_Belge Metni:_
İstiyorum-İstiyorsun-İstiyorlar...

Bir gününüzü analiz yapın. Sabah gün başlıyor, günümüzü evde, işte, okulda veya sokakta geçiriyoruz. Belki gece bir yerlerde eğleniyor ve sonra yatıp uyuyoruz. Ertesi gün yine bir öncekine benzer bir gün oluyor. Aylar haftalara, haftalar günlere, günler saatlere, saatler dakikalara bölünmüş. Biz de bu bölünmüşlükleri yaşıyoruz.
Yaşanırken bunlar zaman geçip gidiyor.
Peki bu giden zamanda biz de gitmiş olmuyor muyuz?
'Akıp gidiyorömür' diyoruz, bizde o ömürle akıp gitmiyor muyuz?
"Geçen şey"in ne olduğunu biliyor muyuz?
Ne demek istiyoruz?
Ne yapmaya çalışıyoruz?
Sadece konuşmak için mi konuşuyoruz?

_Alıştırmalar:_
A: Zaman üzerine yazıda "Yaşanırken bunlar zaman" ifadesinden "akıp gitmiyor muyuz?" ifadesine kadar olan her şeyi aynen kopyalar mısınız?
B: Zaman üzerine yazıya göre günümüzü hangi yerlerde geçiriyoruz?
Metinle çalışmak için kayıtlara başvurmanız gerekmez.

_Satırlar:_
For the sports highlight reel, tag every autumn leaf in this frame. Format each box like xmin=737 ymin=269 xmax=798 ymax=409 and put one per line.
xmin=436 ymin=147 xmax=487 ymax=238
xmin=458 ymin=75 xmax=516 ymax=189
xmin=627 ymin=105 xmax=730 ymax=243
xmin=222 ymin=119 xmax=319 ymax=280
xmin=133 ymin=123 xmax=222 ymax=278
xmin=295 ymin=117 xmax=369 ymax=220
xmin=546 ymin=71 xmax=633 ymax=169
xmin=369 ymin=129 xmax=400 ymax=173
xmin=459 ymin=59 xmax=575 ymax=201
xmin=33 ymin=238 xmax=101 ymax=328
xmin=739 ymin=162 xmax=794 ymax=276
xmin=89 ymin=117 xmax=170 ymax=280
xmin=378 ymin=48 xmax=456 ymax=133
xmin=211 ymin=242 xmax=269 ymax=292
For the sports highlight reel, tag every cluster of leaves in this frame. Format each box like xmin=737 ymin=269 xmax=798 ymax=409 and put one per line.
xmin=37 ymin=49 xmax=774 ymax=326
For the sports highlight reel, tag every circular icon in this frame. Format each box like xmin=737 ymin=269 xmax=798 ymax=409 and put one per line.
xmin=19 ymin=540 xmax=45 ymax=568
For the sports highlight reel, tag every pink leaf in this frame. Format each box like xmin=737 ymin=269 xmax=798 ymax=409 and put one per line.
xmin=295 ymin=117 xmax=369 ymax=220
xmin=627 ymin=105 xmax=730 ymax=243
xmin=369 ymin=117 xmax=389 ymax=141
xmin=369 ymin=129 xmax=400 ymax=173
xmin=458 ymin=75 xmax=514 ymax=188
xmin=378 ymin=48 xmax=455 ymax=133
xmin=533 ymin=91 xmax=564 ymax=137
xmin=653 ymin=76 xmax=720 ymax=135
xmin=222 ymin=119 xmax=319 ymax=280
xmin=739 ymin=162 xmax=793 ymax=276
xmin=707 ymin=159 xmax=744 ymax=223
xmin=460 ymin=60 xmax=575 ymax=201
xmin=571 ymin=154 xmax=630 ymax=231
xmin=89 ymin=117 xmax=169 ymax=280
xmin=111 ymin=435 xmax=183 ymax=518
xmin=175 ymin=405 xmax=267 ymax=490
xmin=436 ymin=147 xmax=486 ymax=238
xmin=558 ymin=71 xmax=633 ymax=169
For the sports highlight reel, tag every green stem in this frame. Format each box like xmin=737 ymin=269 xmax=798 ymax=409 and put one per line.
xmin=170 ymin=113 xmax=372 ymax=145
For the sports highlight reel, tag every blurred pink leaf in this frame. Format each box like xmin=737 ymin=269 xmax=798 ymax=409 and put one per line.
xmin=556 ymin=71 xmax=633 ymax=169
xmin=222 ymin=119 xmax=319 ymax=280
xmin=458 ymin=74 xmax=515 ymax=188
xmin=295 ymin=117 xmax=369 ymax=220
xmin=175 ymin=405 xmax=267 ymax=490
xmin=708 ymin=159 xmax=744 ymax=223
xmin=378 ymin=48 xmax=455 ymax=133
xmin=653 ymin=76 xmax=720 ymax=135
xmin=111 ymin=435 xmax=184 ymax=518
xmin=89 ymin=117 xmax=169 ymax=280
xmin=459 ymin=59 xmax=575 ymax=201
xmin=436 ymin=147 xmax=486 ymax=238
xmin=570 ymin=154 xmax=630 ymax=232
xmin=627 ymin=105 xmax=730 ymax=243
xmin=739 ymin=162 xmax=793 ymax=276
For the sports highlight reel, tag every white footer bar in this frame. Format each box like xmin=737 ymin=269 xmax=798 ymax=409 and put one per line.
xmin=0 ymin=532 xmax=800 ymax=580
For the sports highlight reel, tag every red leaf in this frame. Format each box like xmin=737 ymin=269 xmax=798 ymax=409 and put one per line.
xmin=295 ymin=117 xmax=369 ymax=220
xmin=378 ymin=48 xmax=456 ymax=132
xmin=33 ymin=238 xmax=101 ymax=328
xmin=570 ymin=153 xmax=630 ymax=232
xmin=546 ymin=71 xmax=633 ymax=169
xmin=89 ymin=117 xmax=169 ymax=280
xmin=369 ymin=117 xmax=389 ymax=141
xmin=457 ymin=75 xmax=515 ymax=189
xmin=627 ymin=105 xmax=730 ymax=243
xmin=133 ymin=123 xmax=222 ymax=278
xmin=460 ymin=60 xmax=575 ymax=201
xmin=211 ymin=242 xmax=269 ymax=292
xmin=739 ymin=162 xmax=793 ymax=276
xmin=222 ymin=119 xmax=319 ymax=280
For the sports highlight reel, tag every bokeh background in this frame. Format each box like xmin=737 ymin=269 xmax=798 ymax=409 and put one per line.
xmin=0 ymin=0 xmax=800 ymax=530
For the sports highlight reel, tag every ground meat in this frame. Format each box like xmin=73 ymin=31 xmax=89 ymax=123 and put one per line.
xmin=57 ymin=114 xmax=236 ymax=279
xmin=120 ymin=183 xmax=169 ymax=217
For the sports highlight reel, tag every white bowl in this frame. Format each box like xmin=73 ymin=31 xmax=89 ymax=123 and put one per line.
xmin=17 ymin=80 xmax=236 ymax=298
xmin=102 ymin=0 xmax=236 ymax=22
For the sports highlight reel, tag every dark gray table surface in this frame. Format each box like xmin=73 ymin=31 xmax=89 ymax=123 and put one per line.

---

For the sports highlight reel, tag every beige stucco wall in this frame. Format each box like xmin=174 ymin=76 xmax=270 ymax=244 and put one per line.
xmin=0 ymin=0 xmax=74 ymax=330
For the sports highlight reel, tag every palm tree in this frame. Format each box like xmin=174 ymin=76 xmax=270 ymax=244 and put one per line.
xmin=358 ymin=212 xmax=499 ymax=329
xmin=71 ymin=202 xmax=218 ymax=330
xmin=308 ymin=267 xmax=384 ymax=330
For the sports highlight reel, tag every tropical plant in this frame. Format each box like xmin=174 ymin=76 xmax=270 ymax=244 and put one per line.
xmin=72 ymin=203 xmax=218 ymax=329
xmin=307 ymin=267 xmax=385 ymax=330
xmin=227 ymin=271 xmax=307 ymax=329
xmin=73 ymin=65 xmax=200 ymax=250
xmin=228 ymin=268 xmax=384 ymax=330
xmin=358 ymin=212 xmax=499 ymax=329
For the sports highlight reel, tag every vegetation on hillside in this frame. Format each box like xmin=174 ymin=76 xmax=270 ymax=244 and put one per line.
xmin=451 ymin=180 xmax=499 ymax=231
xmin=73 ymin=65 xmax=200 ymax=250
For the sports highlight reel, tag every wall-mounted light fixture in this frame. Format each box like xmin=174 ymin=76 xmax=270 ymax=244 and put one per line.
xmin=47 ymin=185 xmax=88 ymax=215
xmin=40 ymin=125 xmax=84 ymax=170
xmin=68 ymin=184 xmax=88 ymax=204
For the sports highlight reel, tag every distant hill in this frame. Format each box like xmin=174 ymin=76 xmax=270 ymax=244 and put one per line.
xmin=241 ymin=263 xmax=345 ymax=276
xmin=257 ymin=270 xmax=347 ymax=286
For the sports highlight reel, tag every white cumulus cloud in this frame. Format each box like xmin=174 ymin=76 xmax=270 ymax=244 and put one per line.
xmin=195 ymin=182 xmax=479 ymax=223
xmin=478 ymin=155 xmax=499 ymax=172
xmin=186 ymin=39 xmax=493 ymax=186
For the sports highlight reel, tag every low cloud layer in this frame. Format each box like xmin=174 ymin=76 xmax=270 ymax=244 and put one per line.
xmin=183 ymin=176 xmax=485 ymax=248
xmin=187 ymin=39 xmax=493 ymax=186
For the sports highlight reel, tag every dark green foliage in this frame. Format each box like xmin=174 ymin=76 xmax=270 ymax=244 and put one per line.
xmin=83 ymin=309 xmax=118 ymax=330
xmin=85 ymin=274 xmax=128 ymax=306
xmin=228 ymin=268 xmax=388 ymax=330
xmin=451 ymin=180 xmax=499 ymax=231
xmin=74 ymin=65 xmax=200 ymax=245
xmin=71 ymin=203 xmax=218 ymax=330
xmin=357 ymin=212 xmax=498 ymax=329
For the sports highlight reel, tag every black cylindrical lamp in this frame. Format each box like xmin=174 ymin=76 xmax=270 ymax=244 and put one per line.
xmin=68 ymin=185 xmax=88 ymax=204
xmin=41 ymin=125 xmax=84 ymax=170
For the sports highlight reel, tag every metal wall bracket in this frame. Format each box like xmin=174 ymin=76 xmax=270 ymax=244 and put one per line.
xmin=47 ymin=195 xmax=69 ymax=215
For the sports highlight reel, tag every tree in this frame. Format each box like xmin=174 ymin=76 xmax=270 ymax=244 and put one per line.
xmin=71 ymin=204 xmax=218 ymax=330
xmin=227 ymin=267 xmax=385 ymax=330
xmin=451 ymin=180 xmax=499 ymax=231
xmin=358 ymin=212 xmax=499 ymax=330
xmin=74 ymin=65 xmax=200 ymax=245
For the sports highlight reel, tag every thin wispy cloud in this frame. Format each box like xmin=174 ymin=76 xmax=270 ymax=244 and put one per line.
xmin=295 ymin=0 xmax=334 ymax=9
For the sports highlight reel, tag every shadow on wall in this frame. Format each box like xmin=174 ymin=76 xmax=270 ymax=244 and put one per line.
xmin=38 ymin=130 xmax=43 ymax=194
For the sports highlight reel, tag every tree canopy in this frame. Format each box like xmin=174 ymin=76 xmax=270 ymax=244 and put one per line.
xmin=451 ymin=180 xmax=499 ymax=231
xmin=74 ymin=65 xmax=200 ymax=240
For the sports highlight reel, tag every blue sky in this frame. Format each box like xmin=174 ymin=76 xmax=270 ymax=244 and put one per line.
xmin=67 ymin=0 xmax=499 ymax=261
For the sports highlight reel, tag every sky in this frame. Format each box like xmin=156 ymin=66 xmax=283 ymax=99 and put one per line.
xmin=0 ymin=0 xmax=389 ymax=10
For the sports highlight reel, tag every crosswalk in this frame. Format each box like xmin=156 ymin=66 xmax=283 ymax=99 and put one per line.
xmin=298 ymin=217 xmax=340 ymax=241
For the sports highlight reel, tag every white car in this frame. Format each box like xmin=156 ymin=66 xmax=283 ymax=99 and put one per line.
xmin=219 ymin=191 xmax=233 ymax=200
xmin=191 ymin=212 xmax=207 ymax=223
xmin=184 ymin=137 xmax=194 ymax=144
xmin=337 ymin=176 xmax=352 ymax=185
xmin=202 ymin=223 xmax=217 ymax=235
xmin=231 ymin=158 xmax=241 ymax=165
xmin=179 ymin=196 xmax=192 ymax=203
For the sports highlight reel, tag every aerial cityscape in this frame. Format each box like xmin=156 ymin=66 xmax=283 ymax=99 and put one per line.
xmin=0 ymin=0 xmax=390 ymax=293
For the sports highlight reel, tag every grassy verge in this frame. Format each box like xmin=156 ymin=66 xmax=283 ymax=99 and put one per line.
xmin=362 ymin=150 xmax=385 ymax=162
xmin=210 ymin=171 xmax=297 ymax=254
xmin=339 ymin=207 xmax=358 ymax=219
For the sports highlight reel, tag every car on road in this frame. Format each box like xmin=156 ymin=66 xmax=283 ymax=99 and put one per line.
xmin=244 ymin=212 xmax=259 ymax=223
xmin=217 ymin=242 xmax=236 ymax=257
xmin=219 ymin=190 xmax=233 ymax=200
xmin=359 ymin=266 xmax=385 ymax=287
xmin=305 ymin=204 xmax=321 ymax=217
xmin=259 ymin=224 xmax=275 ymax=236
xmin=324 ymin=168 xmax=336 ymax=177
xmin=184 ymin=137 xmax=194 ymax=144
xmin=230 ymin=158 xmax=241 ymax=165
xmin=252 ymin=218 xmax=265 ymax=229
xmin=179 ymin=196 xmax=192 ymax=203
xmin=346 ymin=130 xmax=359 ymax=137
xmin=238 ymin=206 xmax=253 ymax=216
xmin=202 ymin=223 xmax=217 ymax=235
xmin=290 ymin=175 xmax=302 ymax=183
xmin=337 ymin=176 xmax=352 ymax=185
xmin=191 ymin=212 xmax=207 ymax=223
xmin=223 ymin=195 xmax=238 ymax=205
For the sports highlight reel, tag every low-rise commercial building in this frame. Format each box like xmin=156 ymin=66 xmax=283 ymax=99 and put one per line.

* * *

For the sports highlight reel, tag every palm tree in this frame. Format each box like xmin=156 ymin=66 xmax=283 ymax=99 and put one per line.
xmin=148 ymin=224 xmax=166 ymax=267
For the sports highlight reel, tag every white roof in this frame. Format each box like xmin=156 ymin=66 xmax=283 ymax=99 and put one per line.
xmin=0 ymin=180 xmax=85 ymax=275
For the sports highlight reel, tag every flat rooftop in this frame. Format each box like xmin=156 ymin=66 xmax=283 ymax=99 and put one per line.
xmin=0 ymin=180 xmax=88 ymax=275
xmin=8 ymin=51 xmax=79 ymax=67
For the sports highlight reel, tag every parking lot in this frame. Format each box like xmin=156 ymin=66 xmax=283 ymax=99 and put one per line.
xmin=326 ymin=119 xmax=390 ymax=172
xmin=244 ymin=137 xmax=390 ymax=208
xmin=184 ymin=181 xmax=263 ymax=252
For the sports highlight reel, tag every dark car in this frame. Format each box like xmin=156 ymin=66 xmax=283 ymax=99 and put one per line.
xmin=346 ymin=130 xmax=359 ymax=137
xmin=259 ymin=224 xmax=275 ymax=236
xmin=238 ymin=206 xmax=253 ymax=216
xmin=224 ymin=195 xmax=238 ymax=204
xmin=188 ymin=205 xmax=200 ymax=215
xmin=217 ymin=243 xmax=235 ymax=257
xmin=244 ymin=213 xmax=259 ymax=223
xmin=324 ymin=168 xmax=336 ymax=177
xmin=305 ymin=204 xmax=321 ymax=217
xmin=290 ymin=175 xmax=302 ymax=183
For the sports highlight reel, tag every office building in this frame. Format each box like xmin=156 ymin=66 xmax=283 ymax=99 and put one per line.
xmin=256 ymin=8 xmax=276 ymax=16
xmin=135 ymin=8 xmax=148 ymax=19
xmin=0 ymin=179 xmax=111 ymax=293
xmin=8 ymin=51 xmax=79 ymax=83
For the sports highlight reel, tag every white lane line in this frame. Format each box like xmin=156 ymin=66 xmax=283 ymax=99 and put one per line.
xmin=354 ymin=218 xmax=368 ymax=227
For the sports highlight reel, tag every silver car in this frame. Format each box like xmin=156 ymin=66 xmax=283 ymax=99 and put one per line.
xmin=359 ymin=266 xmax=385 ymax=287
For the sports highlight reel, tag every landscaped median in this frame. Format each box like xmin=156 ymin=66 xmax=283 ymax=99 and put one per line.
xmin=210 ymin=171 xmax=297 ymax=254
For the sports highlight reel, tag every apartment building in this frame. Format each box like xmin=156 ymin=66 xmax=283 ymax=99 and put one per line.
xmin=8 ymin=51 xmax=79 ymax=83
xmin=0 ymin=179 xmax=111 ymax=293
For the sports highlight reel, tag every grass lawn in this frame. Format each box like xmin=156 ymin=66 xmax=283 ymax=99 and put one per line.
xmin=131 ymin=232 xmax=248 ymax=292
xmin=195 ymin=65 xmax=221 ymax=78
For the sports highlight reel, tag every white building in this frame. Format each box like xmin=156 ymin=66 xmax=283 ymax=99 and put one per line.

_Görev Görev Çözümler:_
A:
Yaşanırken bunlar zaman geçip gidiyor.
Peki bu giden zamanda biz de gitmiş olmuyor muyuz?
'Akıp gidiyorömür' diyoruz, bizde o ömürle akıp gitmiyor muyuz?

B: Evde, işte, okulda veya sokakta.